▶ **PROBLEM TO SOLVE**: Repeat word for word every line of the rows, from the line containing "green lawn on this basis." through the last line, both ends included.

▶ **Stored data**:
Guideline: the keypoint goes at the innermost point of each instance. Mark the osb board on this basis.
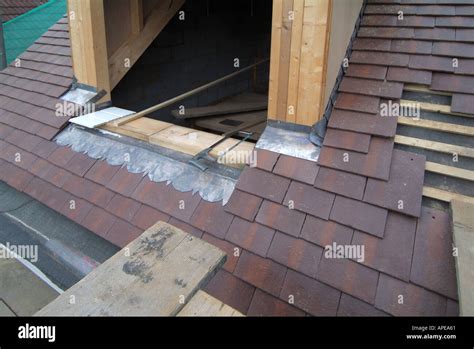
(154, 275)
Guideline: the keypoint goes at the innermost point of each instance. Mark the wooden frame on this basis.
(88, 44)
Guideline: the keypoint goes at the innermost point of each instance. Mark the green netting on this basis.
(21, 32)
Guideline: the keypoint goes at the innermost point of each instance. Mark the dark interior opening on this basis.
(197, 50)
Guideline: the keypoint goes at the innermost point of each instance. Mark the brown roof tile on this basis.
(251, 236)
(342, 183)
(324, 232)
(392, 254)
(352, 278)
(350, 306)
(313, 201)
(379, 58)
(359, 215)
(409, 76)
(243, 205)
(123, 207)
(404, 190)
(366, 104)
(296, 254)
(263, 184)
(212, 219)
(366, 71)
(124, 182)
(373, 124)
(266, 159)
(298, 169)
(146, 216)
(281, 218)
(260, 272)
(231, 291)
(310, 295)
(433, 261)
(264, 304)
(374, 164)
(232, 251)
(400, 298)
(372, 88)
(349, 140)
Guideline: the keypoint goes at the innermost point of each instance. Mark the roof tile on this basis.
(342, 183)
(211, 218)
(251, 236)
(264, 304)
(352, 278)
(400, 298)
(260, 272)
(313, 201)
(433, 261)
(298, 169)
(310, 295)
(359, 215)
(296, 254)
(243, 205)
(231, 291)
(392, 254)
(324, 233)
(263, 184)
(281, 218)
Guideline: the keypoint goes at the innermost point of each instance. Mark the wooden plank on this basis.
(191, 142)
(295, 57)
(285, 47)
(463, 238)
(424, 89)
(88, 44)
(184, 139)
(141, 128)
(313, 56)
(136, 13)
(436, 108)
(446, 196)
(277, 26)
(154, 275)
(220, 109)
(437, 126)
(450, 171)
(226, 123)
(436, 146)
(203, 304)
(127, 55)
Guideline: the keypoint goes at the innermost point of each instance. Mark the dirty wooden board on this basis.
(463, 236)
(155, 275)
(202, 304)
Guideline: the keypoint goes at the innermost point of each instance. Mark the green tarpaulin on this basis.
(22, 31)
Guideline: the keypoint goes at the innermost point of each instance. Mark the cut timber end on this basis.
(203, 304)
(463, 237)
(154, 275)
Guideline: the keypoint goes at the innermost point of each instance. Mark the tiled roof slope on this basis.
(276, 263)
(10, 9)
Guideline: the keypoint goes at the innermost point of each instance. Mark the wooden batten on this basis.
(300, 36)
(88, 44)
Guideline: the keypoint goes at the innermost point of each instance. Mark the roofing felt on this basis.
(408, 248)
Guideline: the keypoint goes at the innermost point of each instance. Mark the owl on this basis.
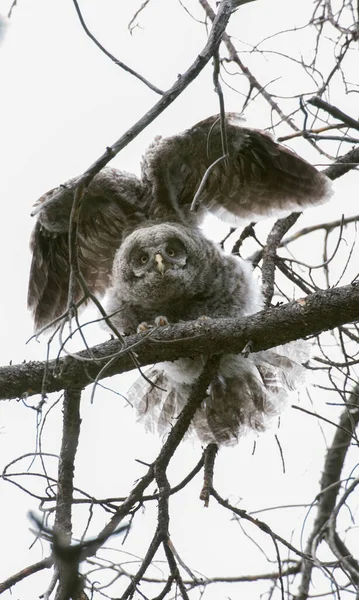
(139, 242)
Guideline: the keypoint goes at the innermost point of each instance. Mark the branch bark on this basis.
(318, 312)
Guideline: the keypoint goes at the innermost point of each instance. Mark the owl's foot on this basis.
(159, 322)
(247, 349)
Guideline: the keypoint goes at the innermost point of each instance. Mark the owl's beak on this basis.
(161, 265)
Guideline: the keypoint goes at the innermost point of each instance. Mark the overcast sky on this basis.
(62, 102)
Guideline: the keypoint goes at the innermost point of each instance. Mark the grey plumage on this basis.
(139, 241)
(197, 280)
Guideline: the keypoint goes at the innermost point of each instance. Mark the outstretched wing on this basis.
(113, 201)
(257, 178)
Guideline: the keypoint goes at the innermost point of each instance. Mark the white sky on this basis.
(62, 102)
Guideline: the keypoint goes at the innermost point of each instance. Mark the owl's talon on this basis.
(161, 321)
(143, 327)
(247, 349)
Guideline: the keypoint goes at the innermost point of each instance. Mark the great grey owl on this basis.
(139, 241)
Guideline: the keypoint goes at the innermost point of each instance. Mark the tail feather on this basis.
(245, 394)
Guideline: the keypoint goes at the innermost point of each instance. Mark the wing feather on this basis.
(113, 201)
(259, 178)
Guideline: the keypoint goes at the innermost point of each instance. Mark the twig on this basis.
(117, 62)
(334, 111)
(209, 458)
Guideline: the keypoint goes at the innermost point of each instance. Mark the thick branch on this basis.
(319, 312)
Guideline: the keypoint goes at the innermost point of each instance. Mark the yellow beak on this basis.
(160, 263)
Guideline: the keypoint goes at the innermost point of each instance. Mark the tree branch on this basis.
(318, 312)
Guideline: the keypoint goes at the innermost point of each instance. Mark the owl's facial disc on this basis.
(169, 255)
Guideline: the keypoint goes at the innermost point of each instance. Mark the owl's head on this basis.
(158, 262)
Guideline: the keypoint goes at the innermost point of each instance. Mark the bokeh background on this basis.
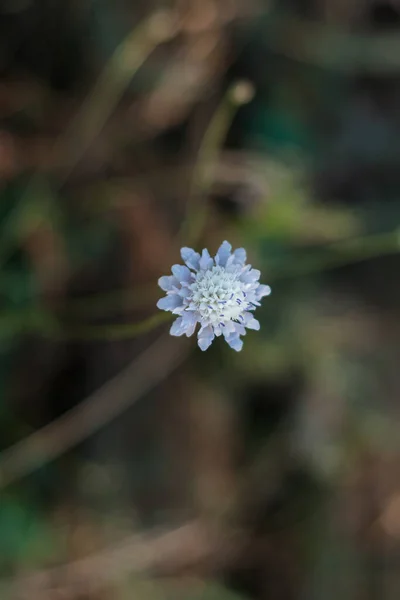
(132, 465)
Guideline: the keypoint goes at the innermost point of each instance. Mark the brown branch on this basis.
(169, 551)
(98, 409)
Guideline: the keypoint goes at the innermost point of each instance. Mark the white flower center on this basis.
(218, 295)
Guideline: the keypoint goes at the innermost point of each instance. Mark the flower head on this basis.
(219, 293)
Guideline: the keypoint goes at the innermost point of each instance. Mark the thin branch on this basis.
(169, 551)
(105, 404)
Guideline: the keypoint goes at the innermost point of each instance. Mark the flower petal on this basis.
(169, 302)
(263, 290)
(177, 328)
(206, 262)
(205, 337)
(167, 282)
(234, 342)
(224, 252)
(250, 322)
(191, 258)
(250, 276)
(190, 322)
(182, 273)
(240, 256)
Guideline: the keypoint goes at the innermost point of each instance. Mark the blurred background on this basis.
(132, 465)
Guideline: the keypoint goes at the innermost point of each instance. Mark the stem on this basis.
(207, 158)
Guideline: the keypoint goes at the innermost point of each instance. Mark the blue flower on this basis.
(219, 293)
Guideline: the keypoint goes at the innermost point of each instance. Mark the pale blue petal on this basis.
(234, 342)
(240, 329)
(190, 322)
(206, 262)
(182, 273)
(177, 328)
(250, 322)
(263, 290)
(167, 282)
(224, 252)
(205, 337)
(250, 276)
(169, 302)
(240, 256)
(191, 258)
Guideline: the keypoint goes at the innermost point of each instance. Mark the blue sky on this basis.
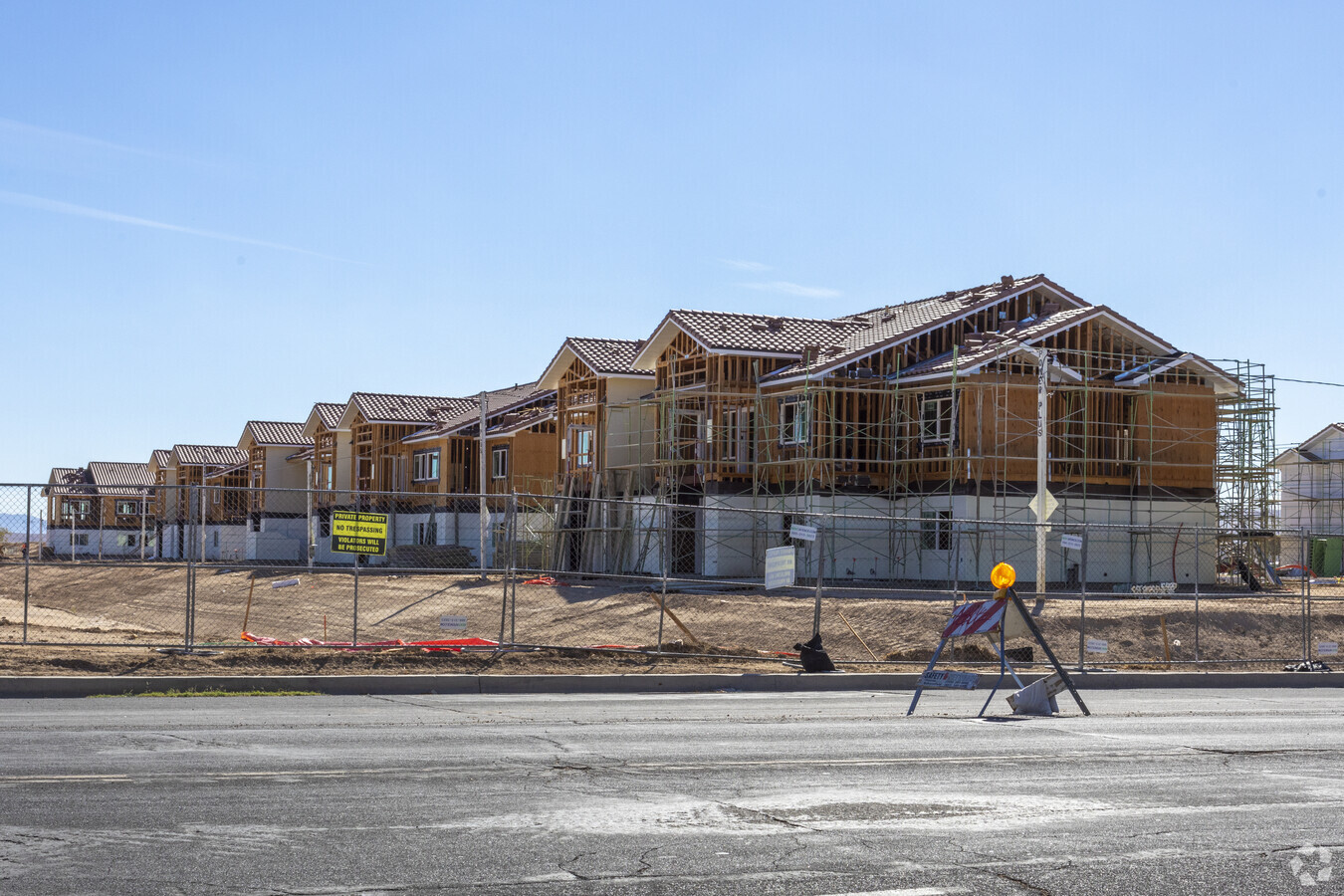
(218, 212)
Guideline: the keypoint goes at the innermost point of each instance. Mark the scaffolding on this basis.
(1136, 438)
(1247, 480)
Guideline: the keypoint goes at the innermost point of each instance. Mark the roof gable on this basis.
(602, 356)
(207, 454)
(119, 479)
(382, 407)
(275, 434)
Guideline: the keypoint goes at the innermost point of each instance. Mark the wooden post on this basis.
(481, 465)
(248, 611)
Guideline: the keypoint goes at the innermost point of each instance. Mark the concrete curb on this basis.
(692, 683)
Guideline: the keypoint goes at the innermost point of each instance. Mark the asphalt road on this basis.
(799, 794)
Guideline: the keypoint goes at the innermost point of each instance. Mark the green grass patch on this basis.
(215, 692)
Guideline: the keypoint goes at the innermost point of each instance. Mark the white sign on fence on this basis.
(949, 679)
(799, 533)
(1051, 506)
(779, 567)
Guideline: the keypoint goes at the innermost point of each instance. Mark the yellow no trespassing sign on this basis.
(359, 533)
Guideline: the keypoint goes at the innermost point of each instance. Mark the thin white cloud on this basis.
(736, 264)
(24, 130)
(794, 289)
(38, 203)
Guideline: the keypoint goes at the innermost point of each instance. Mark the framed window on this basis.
(936, 530)
(425, 533)
(582, 442)
(794, 421)
(937, 414)
(738, 437)
(425, 466)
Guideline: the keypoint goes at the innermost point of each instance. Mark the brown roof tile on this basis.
(730, 331)
(607, 354)
(330, 412)
(279, 434)
(380, 407)
(208, 454)
(119, 479)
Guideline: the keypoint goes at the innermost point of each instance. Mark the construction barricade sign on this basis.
(359, 533)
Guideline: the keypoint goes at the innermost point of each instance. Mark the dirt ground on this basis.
(117, 614)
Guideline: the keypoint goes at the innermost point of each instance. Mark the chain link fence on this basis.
(203, 565)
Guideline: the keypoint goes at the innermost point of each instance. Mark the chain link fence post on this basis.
(510, 522)
(27, 551)
(1310, 634)
(1306, 575)
(185, 621)
(667, 542)
(1082, 600)
(1198, 550)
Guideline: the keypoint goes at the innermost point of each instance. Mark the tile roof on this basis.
(69, 480)
(380, 407)
(521, 419)
(119, 479)
(879, 327)
(980, 348)
(607, 354)
(280, 434)
(499, 402)
(208, 454)
(330, 412)
(730, 331)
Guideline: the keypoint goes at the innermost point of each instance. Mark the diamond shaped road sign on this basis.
(1051, 506)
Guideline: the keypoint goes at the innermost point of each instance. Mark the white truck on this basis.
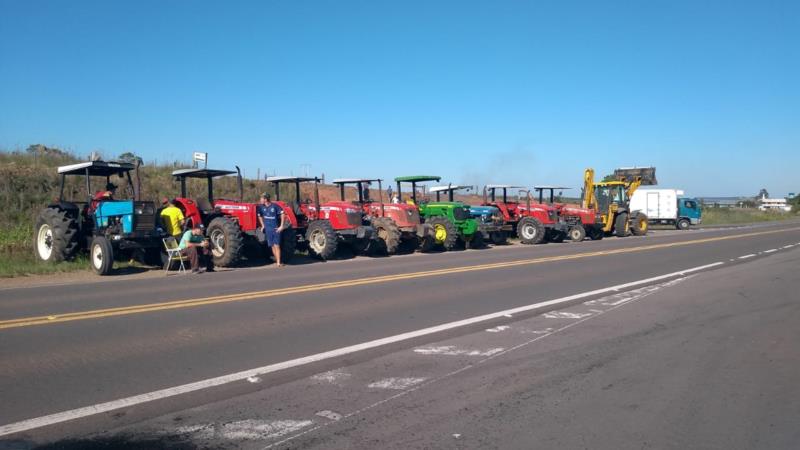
(667, 206)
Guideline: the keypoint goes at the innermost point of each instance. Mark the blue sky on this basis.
(490, 91)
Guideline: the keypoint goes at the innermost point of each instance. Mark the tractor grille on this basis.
(354, 218)
(461, 213)
(144, 216)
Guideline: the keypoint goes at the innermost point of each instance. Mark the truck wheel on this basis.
(322, 240)
(288, 244)
(55, 235)
(576, 233)
(101, 255)
(388, 235)
(530, 231)
(444, 232)
(639, 224)
(498, 237)
(226, 241)
(621, 225)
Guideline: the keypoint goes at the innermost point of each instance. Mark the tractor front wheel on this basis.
(639, 224)
(388, 235)
(444, 232)
(101, 255)
(322, 239)
(226, 241)
(530, 230)
(576, 233)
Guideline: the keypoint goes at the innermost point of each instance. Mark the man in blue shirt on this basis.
(273, 222)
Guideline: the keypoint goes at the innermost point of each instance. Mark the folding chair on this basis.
(174, 254)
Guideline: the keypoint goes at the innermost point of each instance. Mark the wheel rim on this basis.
(218, 243)
(440, 233)
(97, 256)
(44, 242)
(317, 240)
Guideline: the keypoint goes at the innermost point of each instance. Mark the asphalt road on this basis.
(706, 358)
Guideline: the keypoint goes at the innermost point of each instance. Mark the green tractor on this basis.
(451, 221)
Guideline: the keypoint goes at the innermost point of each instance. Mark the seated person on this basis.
(172, 218)
(195, 247)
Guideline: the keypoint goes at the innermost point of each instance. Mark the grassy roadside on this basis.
(734, 216)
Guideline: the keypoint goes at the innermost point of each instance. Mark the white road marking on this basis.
(566, 315)
(331, 415)
(128, 402)
(450, 350)
(397, 384)
(246, 429)
(332, 376)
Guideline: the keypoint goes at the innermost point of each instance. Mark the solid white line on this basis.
(128, 402)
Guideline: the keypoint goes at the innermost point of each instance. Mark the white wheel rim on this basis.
(218, 241)
(97, 256)
(44, 242)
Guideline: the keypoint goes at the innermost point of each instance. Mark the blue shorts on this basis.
(272, 236)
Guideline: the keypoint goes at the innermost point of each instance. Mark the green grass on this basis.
(732, 216)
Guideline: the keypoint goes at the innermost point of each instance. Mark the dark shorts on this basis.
(272, 236)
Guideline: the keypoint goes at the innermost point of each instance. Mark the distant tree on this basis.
(130, 157)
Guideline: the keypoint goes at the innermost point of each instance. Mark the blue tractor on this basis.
(108, 228)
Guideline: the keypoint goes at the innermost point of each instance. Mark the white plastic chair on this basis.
(174, 254)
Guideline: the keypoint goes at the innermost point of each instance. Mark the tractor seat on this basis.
(203, 204)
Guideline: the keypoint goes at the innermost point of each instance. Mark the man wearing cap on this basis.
(273, 222)
(172, 218)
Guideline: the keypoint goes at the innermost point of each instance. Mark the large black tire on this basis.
(595, 233)
(388, 235)
(227, 241)
(530, 230)
(101, 255)
(288, 245)
(476, 241)
(576, 233)
(639, 224)
(444, 232)
(55, 236)
(621, 225)
(322, 240)
(498, 237)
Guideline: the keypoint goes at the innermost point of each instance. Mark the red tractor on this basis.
(396, 224)
(320, 227)
(229, 224)
(581, 221)
(533, 222)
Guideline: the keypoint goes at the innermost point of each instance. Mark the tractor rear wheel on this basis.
(498, 237)
(621, 225)
(56, 235)
(444, 232)
(288, 244)
(322, 240)
(226, 241)
(101, 255)
(530, 230)
(388, 235)
(576, 233)
(639, 224)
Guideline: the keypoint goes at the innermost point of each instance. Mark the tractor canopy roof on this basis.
(97, 168)
(418, 178)
(503, 186)
(355, 180)
(448, 188)
(290, 179)
(201, 173)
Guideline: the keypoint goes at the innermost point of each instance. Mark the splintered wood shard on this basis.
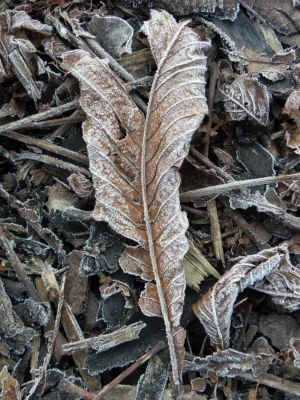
(134, 162)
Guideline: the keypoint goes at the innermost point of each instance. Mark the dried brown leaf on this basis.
(246, 97)
(282, 15)
(292, 109)
(215, 308)
(108, 340)
(229, 364)
(135, 172)
(269, 203)
(224, 8)
(292, 106)
(283, 285)
(10, 389)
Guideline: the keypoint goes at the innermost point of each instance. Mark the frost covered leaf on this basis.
(246, 97)
(109, 340)
(292, 109)
(152, 383)
(294, 349)
(113, 33)
(215, 308)
(269, 203)
(10, 389)
(134, 162)
(81, 185)
(229, 363)
(11, 328)
(282, 15)
(292, 106)
(283, 285)
(224, 8)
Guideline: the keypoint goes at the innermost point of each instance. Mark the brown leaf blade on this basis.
(215, 308)
(246, 97)
(135, 175)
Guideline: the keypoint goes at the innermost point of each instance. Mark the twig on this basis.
(160, 346)
(193, 195)
(200, 157)
(74, 389)
(95, 50)
(12, 126)
(69, 387)
(210, 102)
(21, 273)
(216, 231)
(49, 123)
(26, 155)
(274, 382)
(31, 217)
(48, 146)
(52, 340)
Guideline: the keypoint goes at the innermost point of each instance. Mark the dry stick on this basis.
(69, 387)
(94, 49)
(227, 187)
(48, 236)
(48, 146)
(55, 122)
(210, 102)
(274, 382)
(216, 231)
(21, 273)
(74, 389)
(200, 157)
(26, 155)
(54, 334)
(160, 346)
(40, 116)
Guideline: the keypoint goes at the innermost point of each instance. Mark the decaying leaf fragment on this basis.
(107, 341)
(215, 308)
(229, 363)
(246, 97)
(134, 162)
(10, 389)
(282, 15)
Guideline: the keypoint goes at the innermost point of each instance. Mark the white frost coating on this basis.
(135, 171)
(215, 308)
(247, 97)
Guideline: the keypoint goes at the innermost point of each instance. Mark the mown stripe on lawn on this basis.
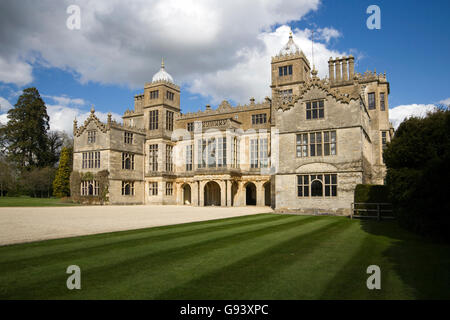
(107, 271)
(20, 253)
(150, 278)
(253, 276)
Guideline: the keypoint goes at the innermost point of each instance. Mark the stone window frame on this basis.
(130, 191)
(153, 119)
(153, 188)
(286, 70)
(169, 188)
(328, 181)
(169, 120)
(235, 152)
(201, 153)
(382, 101)
(286, 94)
(221, 152)
(260, 118)
(90, 160)
(128, 137)
(372, 101)
(170, 95)
(211, 159)
(259, 153)
(92, 136)
(154, 94)
(85, 188)
(316, 106)
(169, 158)
(304, 146)
(384, 139)
(127, 161)
(153, 157)
(189, 157)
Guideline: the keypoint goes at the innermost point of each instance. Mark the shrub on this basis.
(417, 176)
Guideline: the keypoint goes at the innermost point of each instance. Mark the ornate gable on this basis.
(92, 118)
(285, 102)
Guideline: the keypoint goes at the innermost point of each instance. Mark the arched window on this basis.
(316, 188)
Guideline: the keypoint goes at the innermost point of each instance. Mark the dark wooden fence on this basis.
(377, 211)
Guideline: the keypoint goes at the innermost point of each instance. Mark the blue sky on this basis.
(111, 61)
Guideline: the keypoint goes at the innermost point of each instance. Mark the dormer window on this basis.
(154, 94)
(91, 136)
(259, 118)
(170, 95)
(285, 71)
(315, 110)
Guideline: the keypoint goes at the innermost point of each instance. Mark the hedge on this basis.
(369, 193)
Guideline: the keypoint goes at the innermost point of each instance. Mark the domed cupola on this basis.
(162, 75)
(290, 47)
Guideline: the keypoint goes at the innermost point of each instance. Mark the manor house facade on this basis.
(303, 149)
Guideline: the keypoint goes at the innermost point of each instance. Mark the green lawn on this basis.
(264, 256)
(32, 202)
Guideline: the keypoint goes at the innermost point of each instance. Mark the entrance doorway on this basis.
(250, 194)
(212, 194)
(187, 194)
(267, 199)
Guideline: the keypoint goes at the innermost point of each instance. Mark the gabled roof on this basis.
(286, 103)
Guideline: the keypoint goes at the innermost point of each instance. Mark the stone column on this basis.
(259, 194)
(179, 193)
(223, 194)
(201, 194)
(344, 69)
(194, 194)
(331, 70)
(229, 184)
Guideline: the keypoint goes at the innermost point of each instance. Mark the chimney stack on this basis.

▶ **SOLUTION TO THE PROBLEM**:
Guideline: the keypoint goes at the innermost point of each instance. Mark the green lawn on this basis.
(264, 256)
(32, 202)
Guideline: the keypoint goes at the innermost point of each instance. Mark the entrance doorway on this basis.
(250, 194)
(212, 194)
(187, 194)
(267, 199)
Guideline: the keypoint goes at the innermost point of each instance. Mark the gabled roof on this basis.
(286, 103)
Guideline: the keypoint goes at the innermost point of each instance. Mark the stone column on this basis.
(259, 194)
(179, 193)
(223, 194)
(201, 194)
(344, 69)
(194, 194)
(331, 70)
(229, 184)
Guideline: the keypoint goes at the innermost point of each instance. Mark the chimney stack on this basis.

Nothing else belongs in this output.